**RECORDS**
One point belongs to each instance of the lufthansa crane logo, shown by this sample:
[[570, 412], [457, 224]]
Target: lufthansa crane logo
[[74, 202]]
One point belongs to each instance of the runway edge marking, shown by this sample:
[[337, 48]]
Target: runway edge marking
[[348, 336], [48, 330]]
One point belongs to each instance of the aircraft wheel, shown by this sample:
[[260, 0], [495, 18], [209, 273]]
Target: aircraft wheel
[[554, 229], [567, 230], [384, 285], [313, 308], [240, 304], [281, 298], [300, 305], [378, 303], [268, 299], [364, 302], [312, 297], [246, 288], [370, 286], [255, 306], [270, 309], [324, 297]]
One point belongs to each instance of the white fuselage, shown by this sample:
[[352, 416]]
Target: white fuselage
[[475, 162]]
---
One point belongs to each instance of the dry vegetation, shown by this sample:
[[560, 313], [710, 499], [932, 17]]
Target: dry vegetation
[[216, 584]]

**WHAT THE TASK REQUIRES**
Copy every line in the entries above that has the string "shown" in it.

**WRITTEN RESPONSE**
One point belongs to each instance of the lufthansa crane logo, shown by this sample:
One point belongs to each instance of the runway edge marking, shown by this sample:
One point belongs to each instance of the aircraft wheel, shown by this sample:
One point belongs to each instance of the white fuselage, shown by this sample:
One point belongs to each instance of the dry vegetation, shown by this sample:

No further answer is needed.